Task description
Please copy word for word everything in the records below, from the line containing "yellow jersey in the photo above." down to the end of the records.

Provided data
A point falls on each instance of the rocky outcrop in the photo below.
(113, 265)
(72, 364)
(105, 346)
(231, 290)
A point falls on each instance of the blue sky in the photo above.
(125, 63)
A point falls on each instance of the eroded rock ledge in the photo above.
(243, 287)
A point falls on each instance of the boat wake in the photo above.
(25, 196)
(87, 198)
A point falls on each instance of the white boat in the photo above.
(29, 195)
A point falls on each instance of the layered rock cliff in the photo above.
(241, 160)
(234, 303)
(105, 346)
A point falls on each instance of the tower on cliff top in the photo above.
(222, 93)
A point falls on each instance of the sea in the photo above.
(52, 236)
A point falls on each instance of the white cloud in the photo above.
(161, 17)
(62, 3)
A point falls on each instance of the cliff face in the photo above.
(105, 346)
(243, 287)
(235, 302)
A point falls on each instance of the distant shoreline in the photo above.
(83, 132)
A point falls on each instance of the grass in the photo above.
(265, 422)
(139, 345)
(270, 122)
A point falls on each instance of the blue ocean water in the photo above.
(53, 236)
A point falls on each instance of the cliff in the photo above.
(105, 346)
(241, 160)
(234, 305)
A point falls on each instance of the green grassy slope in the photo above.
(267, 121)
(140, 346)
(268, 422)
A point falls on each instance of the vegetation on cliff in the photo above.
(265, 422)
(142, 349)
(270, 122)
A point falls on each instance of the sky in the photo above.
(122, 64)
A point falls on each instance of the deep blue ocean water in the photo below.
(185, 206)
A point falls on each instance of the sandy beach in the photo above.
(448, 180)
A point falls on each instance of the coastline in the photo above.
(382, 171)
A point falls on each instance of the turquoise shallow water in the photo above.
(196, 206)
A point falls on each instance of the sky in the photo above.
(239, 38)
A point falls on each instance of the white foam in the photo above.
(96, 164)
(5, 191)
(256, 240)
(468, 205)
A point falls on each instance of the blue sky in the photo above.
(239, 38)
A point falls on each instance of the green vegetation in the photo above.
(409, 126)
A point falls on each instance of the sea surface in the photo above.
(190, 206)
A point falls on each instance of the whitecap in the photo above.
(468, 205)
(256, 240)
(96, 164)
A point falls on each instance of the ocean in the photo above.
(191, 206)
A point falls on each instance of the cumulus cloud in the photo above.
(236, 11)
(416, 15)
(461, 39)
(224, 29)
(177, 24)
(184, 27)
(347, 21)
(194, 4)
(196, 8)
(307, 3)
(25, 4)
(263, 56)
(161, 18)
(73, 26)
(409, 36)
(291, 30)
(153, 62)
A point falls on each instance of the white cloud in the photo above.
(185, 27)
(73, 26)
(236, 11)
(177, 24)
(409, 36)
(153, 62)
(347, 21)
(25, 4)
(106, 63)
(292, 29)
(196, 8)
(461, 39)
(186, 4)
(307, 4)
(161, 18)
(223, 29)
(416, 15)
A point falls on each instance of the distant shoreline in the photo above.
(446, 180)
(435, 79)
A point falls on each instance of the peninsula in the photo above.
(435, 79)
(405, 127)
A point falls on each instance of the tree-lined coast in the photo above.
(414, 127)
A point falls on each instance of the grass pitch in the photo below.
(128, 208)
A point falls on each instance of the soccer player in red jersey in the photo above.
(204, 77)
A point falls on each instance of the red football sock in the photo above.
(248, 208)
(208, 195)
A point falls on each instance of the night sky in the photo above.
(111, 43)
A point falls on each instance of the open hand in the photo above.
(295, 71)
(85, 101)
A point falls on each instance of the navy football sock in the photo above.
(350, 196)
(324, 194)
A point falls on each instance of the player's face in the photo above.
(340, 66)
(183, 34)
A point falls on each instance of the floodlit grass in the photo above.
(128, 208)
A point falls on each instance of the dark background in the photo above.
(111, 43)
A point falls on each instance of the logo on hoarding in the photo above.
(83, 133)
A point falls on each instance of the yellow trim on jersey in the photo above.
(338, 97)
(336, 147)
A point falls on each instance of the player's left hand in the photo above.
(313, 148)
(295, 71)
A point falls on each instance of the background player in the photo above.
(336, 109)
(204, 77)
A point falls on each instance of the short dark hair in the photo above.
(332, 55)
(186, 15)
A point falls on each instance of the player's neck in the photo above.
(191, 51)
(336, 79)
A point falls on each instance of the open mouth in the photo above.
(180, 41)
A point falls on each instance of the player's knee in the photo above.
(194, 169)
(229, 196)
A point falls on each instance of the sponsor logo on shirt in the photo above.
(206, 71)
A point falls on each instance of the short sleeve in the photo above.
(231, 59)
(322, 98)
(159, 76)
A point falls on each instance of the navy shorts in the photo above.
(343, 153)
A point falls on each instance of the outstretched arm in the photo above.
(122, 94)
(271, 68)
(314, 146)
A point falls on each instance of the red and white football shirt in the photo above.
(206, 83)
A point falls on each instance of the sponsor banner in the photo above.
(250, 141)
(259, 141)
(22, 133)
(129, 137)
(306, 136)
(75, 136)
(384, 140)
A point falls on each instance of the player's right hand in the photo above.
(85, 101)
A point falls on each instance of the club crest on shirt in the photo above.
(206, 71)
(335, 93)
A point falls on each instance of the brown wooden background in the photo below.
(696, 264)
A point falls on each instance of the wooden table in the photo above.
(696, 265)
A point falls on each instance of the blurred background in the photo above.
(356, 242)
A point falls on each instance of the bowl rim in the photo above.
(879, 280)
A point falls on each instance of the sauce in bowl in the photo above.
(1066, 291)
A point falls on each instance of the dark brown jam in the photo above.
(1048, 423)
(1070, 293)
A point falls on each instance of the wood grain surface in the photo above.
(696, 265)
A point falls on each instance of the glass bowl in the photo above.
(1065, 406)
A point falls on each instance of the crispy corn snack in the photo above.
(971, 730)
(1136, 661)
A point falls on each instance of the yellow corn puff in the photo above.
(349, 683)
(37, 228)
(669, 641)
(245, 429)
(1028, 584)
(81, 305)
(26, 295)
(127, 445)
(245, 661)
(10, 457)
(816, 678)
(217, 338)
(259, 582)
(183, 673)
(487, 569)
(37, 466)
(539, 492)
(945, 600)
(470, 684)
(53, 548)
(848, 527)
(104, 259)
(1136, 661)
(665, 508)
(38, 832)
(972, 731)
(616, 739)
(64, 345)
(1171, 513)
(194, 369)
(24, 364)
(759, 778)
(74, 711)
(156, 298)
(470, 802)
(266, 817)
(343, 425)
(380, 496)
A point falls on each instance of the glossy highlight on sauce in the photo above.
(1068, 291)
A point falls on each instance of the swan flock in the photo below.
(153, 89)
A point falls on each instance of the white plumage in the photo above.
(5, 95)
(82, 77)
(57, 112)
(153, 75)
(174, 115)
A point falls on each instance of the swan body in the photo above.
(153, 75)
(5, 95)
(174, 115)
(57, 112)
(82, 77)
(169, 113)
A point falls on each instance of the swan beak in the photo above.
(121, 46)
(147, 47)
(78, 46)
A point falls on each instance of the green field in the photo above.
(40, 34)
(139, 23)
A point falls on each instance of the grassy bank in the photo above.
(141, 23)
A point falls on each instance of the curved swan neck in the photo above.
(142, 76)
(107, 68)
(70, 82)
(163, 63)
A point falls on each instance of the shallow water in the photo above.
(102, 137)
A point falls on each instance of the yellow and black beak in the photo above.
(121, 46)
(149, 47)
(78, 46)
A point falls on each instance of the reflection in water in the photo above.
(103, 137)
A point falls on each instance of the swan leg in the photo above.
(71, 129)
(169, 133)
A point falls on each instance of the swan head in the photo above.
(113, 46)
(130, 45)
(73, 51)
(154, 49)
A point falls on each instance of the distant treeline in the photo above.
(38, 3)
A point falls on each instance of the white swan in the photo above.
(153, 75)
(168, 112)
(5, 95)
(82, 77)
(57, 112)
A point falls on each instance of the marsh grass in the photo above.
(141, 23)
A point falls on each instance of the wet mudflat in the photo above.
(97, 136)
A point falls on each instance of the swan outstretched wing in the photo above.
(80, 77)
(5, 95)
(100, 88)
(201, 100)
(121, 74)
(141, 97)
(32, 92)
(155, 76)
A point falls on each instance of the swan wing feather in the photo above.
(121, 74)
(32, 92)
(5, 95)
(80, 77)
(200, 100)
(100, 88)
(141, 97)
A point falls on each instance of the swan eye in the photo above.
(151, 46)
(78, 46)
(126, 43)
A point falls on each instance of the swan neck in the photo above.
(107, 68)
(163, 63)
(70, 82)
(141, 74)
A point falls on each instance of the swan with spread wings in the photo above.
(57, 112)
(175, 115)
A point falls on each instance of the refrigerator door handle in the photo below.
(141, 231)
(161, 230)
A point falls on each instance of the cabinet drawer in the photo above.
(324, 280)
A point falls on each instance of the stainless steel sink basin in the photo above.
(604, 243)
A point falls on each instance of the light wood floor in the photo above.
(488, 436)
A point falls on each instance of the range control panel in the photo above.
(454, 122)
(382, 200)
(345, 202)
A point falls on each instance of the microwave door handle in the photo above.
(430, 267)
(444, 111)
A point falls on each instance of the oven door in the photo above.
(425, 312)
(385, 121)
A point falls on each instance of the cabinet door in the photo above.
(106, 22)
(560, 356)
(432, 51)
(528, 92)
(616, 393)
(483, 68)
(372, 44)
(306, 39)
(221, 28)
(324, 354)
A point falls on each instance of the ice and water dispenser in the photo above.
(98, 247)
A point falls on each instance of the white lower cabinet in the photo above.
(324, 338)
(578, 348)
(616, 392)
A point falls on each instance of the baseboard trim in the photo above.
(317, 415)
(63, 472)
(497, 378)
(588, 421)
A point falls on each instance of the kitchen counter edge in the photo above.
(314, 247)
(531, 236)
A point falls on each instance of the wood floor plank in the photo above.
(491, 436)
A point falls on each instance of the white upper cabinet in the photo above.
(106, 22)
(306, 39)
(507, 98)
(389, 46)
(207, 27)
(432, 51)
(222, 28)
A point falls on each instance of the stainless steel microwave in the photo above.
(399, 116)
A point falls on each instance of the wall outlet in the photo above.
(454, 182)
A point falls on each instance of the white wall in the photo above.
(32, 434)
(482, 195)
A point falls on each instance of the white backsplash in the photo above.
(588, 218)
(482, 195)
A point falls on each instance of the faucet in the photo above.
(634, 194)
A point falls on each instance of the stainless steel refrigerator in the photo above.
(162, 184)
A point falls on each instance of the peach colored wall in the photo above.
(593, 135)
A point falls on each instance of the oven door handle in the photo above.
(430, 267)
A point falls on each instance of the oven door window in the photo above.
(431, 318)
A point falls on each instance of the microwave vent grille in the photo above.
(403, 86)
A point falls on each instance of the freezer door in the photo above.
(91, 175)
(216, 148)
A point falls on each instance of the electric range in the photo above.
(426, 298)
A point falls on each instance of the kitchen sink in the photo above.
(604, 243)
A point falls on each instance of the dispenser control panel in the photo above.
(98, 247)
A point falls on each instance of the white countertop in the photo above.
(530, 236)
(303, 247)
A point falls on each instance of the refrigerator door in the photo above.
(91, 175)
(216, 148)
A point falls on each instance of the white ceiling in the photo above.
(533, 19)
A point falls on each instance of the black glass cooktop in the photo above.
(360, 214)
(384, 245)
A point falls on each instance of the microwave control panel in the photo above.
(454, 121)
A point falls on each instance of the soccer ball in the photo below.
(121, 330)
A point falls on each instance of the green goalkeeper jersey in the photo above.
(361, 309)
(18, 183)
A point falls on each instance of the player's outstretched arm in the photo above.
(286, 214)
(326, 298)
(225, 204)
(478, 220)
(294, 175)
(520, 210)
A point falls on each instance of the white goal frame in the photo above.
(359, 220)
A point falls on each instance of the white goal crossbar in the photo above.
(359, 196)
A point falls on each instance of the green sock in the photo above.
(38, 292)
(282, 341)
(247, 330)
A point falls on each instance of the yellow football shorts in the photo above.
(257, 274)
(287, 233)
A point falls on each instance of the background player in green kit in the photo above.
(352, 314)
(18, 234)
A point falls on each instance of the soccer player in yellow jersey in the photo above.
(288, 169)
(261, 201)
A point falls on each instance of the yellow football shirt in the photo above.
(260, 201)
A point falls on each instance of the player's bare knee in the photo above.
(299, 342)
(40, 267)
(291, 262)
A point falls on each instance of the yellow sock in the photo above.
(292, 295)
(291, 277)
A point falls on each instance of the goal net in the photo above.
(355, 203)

Reply
A point falls on each instance of the soccer player in yellow jersey in the photo above.
(288, 169)
(261, 201)
A point falls on each instance of the yellow football shirt in the photo above.
(260, 201)
A point falls on each instance of the player's bare knee in the photo above.
(299, 342)
(40, 267)
(291, 262)
A point falls on each instance of the yellow sock in the photo above.
(292, 295)
(291, 277)
A point falls on each instance of the goal net in the photo above.
(355, 203)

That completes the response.